- WHAT THE TASK REQUIRES -
Pictures aside, write out every record exactly as it appears.

- DATA PROVIDED -
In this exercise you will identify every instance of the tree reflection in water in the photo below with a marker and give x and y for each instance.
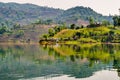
(79, 61)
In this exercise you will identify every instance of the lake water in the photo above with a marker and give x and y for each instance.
(60, 62)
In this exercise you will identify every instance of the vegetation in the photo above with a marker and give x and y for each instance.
(94, 32)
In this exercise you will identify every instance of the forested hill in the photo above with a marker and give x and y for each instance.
(83, 13)
(27, 13)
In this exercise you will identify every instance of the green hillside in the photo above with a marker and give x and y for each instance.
(83, 13)
(27, 13)
(88, 35)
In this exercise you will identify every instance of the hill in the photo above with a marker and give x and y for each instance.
(82, 13)
(27, 13)
(103, 34)
(25, 33)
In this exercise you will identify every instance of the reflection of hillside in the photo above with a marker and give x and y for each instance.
(95, 54)
(28, 61)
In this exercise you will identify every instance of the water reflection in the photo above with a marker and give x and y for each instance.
(78, 61)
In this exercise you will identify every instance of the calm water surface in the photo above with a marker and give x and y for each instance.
(60, 62)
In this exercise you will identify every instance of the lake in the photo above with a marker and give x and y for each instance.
(56, 62)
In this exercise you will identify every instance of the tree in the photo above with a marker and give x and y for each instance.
(116, 20)
(51, 32)
(3, 29)
(45, 36)
(105, 23)
(91, 20)
(72, 26)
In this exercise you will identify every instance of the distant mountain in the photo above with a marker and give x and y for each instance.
(27, 13)
(82, 13)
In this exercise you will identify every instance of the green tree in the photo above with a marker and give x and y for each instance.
(105, 23)
(116, 20)
(91, 20)
(51, 32)
(72, 26)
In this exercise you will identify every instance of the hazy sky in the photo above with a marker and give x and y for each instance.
(105, 7)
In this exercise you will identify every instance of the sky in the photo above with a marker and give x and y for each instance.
(104, 7)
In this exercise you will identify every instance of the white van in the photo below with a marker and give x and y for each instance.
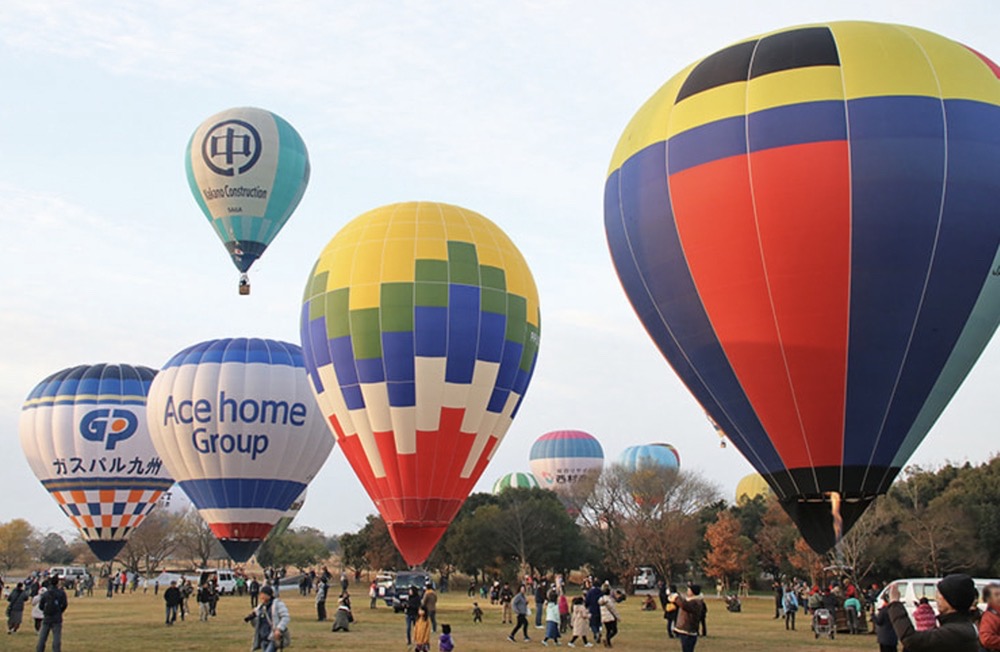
(69, 574)
(224, 578)
(644, 579)
(913, 588)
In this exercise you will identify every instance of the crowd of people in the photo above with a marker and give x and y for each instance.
(590, 617)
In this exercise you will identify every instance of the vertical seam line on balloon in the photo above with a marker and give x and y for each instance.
(385, 370)
(458, 480)
(763, 264)
(635, 263)
(850, 254)
(933, 253)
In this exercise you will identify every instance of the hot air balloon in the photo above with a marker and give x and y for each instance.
(751, 486)
(83, 430)
(236, 424)
(567, 462)
(420, 329)
(514, 481)
(806, 224)
(247, 169)
(650, 456)
(651, 468)
(289, 516)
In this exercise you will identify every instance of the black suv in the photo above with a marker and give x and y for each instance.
(396, 597)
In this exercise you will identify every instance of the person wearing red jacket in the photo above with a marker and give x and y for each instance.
(989, 625)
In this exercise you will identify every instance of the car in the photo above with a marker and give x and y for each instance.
(383, 583)
(69, 574)
(396, 596)
(911, 589)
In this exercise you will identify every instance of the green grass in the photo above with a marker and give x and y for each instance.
(135, 622)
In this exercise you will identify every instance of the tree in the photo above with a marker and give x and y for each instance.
(17, 543)
(195, 540)
(728, 556)
(151, 543)
(299, 547)
(775, 540)
(659, 529)
(53, 550)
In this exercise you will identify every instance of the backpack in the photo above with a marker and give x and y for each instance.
(53, 603)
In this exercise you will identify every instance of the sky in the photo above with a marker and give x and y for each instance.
(510, 108)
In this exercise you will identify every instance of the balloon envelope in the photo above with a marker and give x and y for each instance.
(806, 224)
(650, 456)
(750, 486)
(515, 480)
(235, 422)
(563, 459)
(420, 329)
(83, 431)
(247, 169)
(289, 516)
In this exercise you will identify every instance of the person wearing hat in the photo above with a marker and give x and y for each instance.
(956, 596)
(989, 625)
(270, 622)
(690, 609)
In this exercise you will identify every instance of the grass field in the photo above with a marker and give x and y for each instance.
(135, 622)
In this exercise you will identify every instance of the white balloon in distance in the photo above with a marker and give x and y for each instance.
(83, 432)
(238, 427)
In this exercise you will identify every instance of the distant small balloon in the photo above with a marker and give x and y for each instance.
(514, 481)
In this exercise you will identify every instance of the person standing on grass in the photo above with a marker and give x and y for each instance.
(36, 610)
(609, 614)
(689, 612)
(791, 605)
(551, 618)
(520, 607)
(412, 608)
(203, 598)
(15, 607)
(53, 604)
(321, 601)
(506, 595)
(429, 603)
(580, 622)
(270, 623)
(172, 600)
(884, 632)
(956, 596)
(254, 590)
(422, 632)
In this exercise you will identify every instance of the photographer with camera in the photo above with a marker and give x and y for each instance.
(270, 620)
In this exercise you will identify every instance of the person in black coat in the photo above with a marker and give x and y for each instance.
(956, 596)
(52, 604)
(886, 635)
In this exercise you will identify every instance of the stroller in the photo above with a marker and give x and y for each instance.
(823, 624)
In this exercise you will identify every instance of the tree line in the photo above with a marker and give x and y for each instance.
(931, 522)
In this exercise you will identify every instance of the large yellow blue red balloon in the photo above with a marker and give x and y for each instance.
(420, 328)
(806, 223)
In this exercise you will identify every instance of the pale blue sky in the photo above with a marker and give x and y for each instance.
(510, 108)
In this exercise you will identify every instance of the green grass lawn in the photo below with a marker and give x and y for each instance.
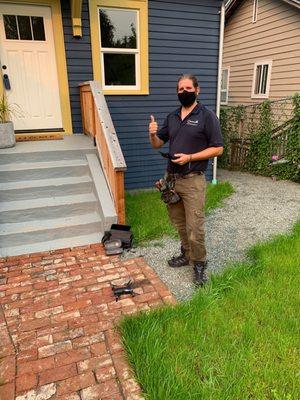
(237, 339)
(147, 213)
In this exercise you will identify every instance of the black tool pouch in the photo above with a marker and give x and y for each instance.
(119, 232)
(168, 193)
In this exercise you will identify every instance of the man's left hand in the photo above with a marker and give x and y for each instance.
(182, 158)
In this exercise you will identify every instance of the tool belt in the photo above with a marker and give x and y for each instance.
(166, 187)
(186, 176)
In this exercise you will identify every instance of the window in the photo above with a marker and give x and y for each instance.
(224, 85)
(120, 54)
(261, 79)
(22, 27)
(119, 37)
(255, 9)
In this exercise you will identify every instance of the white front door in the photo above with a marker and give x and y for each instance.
(27, 57)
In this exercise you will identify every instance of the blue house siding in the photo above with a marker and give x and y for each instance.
(79, 58)
(183, 38)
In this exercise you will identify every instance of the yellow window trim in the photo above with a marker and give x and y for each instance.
(142, 6)
(60, 59)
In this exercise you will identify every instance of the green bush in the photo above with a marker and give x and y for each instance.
(259, 158)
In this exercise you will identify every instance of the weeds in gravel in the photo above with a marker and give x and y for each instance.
(238, 338)
(148, 217)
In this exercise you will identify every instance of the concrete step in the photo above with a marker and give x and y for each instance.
(35, 188)
(40, 156)
(51, 244)
(42, 170)
(37, 231)
(47, 208)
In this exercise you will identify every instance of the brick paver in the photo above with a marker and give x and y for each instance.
(57, 324)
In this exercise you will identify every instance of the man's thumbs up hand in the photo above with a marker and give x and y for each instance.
(153, 127)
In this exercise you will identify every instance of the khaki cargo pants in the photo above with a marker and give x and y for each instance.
(187, 216)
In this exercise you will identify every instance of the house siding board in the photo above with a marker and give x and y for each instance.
(275, 36)
(172, 51)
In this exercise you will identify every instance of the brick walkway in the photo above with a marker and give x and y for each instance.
(57, 324)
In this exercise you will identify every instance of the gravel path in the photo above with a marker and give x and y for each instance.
(259, 208)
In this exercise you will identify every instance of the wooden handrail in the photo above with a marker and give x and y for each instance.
(97, 122)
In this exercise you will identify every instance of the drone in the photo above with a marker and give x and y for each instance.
(122, 290)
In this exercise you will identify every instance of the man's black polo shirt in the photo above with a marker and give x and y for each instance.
(199, 130)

- WRITTEN REPLY -
In this exercise you will identify every instance of the tree reflection in water in the photo below with a marker and give x and y for each instance.
(79, 61)
In this exercise you will identify every instance of the lake water in the photo above with a marker and give x and y for each instance.
(60, 62)
In this exercise you will identify every instance of the vegetation in the photo above with a marker and give x and y for each instance.
(94, 32)
In this exercise you will identify every instance of the forested hill in the photo above with a marker and give x and y for each instance.
(83, 13)
(27, 13)
In this exercise you will identify every instance of the green hillside in the photo above with a marker and give x and y for each instance.
(83, 13)
(27, 13)
(88, 35)
In this exercise you will identify every instance of the hill in the photo above with a marker and give x and y for each instance.
(82, 13)
(27, 13)
(103, 34)
(25, 33)
In this exercise you will identify every instance of the reflection of hillside in the photo above with a marker and give x and y for each instance.
(95, 54)
(28, 61)
In this exercise you will identify every instance of the water reflection in the photo above with a marker and give x and y for each instance.
(78, 61)
In this exercise you will identify every instance of the calm water surface in the photo above with a marker and give x and y for each instance.
(60, 62)
In this exercise you will identify every instance of the lake in the photo above with a marker and give x and y for each instance.
(56, 62)
In this exercise you will identify every instance of the tree in the photo above with a marker and give x and y for each instance.
(116, 20)
(51, 32)
(3, 29)
(45, 36)
(105, 23)
(91, 20)
(72, 26)
In this exercise you will identify every instance of the distant mountain in the photo above with a marker and give x and y for each instance.
(27, 13)
(82, 13)
In this exercise you will identify every instance of the green tree in the photo above with a marker and give x and y for each instance.
(105, 23)
(116, 20)
(91, 20)
(51, 32)
(72, 26)
In this exercise you will identify every instance of the hazy sky in the photo above with a marker and give x and y for each instance.
(105, 7)
In this exercise you will identify every instance of the sky in the photo above with a marker and give x and y for each instance.
(104, 7)
In this exercise you will identify every instance of the white van in the photo below with a marker and give x and y for each instance.
(69, 574)
(224, 578)
(644, 579)
(913, 588)
In this exercise you will identify every instance of the crowd of people in the photo above with a marker and give x and y for each instance.
(590, 617)
In this exercise you will identify every instance of the vertical seam line on balloon in the photo above with a marker and give x and y for each instance.
(385, 370)
(458, 480)
(763, 264)
(635, 263)
(850, 254)
(933, 253)
In this exercise you will identify every instance of the hot air balloon in the photo above with a marker and give x and y for each instance.
(751, 486)
(83, 430)
(236, 424)
(567, 462)
(420, 329)
(514, 481)
(806, 224)
(247, 169)
(650, 456)
(651, 468)
(289, 516)
In this exercise you will identify every instance of the black suv in the photo above with a marker and give x and y for each instance.
(396, 597)
In this exercise you will identify every instance of the person wearing red jacket in the photo above with a marker and give x and y for each instance.
(989, 625)
In this exercise you will identify every instance of the car in the photo above with a marker and give x and y for each instance.
(383, 583)
(69, 574)
(396, 596)
(911, 589)
In this exercise you will identify every instance of the green grass in the photo above with a marker and give x and y for each instance.
(135, 622)
In this exercise you will identify every instance of the tree in the photo above with a marker and give x and y for each instance.
(17, 543)
(195, 540)
(728, 556)
(151, 543)
(299, 547)
(775, 540)
(659, 529)
(53, 550)
In this exercise you will identify every instance of the backpack in the photo above with a marker and give x and y for each instance.
(53, 603)
In this exercise you will identify every instance of the sky in the photo above with a marker and give x and y for each instance.
(510, 108)
In this exercise you will identify every instance of the balloon envelope in the photo above with a marker and give x and y for each instance.
(806, 224)
(650, 456)
(750, 486)
(515, 480)
(235, 422)
(563, 459)
(420, 329)
(83, 431)
(247, 169)
(289, 516)
In this exercise you will identify every instance of the person wearing hat in the photo above with a marker and give x and y for each instance.
(956, 596)
(989, 625)
(270, 622)
(690, 609)
In this exercise you will identify every instance of the grass field in the photo above with a marker and give x and y for each instance.
(135, 622)
In this exercise you will identify every instance of the white balloon in distance in the photo above with a marker and give x and y for each instance.
(83, 432)
(238, 427)
In this exercise you will identify every instance of the distant small balloon in the photo above with a marker and give x and y for each instance.
(514, 481)
In this exercise you will identify every instance of the person standing on grass in the photo above with a marker and give x and y for each instance.
(36, 610)
(609, 614)
(689, 612)
(791, 605)
(551, 618)
(520, 607)
(412, 608)
(203, 598)
(15, 607)
(53, 604)
(321, 601)
(506, 595)
(429, 603)
(580, 622)
(270, 623)
(172, 600)
(884, 632)
(956, 596)
(254, 590)
(422, 632)
In this exercise you will identify every instance of the photographer with camera in the photo above with a marker and give x and y for each instance.
(270, 620)
In this exercise you will identify every instance of the person in black coat in the photo above with a marker and give x and y for each instance.
(956, 596)
(52, 604)
(886, 635)
In this exercise you will identify every instance of the stroller in the photo above with a marker and give x and y for each instance.
(823, 624)
In this exercise you will identify every instance of the tree line in the photo above with a marker and give x and y for each instance.
(931, 522)
In this exercise you will identify every instance of the large yellow blue red balloon in the photo above with a marker and give x and y for each instance.
(420, 328)
(806, 223)
In this exercise you will identify every instance of the pale blue sky in the photo above with a marker and give x and y for each instance.
(510, 108)
In this exercise you will identify every instance of the green grass lawn in the photo below with a marker and give x and y for each instance.
(237, 339)
(147, 213)
In this exercise you will identify every instance of the black tool pouch in the photo above with a marker and give x and y for each instance.
(119, 232)
(168, 193)
In this exercise you will identify every instance of the man's left hand in the photo above with a marker and give x and y for each instance.
(182, 158)
In this exercise you will identify every instance of the tool belt in the photo above with a marker and give x and y for each instance.
(166, 187)
(186, 176)
In this exercise you will identify every instance of the window in the photo above with a marker and give x and y for each instance.
(224, 85)
(120, 54)
(261, 79)
(22, 27)
(119, 37)
(255, 9)
In this exercise you will identify every instance of the white front door in the photo above with a marker and give x and y for each instance.
(27, 57)
In this exercise you will identify every instance of the blue house siding in the photo above with a marker and give x and y for each instance.
(79, 58)
(183, 38)
In this exercise you will identify every instance of the yellow window trim in the photo above with a marker and give x and y for each instance.
(142, 6)
(60, 59)
In this exercise you will identify every instance of the green bush in the photo above with a marker and give x and y for each instance.
(259, 158)
In this exercise you will identify every instance of the weeds in gravel in the photo above with a marker and give x and y for each instance.
(238, 338)
(148, 217)
In this exercise you will identify every instance of the concrete step in the photo above with a marker and give x and y for each instance.
(35, 188)
(40, 156)
(51, 244)
(42, 170)
(37, 231)
(47, 208)
In this exercise you will identify every instance of the brick paver in the photo above with a marker and give x and y for each instance.
(57, 324)
In this exercise you will identify every instance of the man's thumbs up hand in the photo above with a marker and give x and y for each instance.
(153, 127)
In this exercise you will identify every instance of the khaki cargo pants in the photo above with a marker and give x and y for each instance.
(187, 216)
In this exercise you will identify every instance of the house siding board in the photo above with a marker and give x and y for each instance.
(275, 36)
(172, 51)
In this exercise you will identify every instance of the brick walkway in the photo above with a marker and give x and y for each instance.
(57, 324)
In this exercise you will identify every instance of the gravel path in the photo above with a marker and give x and y for each instance.
(259, 208)
In this exercise you will identify every instance of the wooden handrail in the photo above with a marker and give x and y for each instance.
(97, 122)
In this exercise you will identify every instance of the drone in the photo above with a marker and give x and y for each instance.
(122, 290)
In this exercise you will identify every instance of the man's black polo shirt in the photo above with a marker and give x and y for each instance.
(199, 130)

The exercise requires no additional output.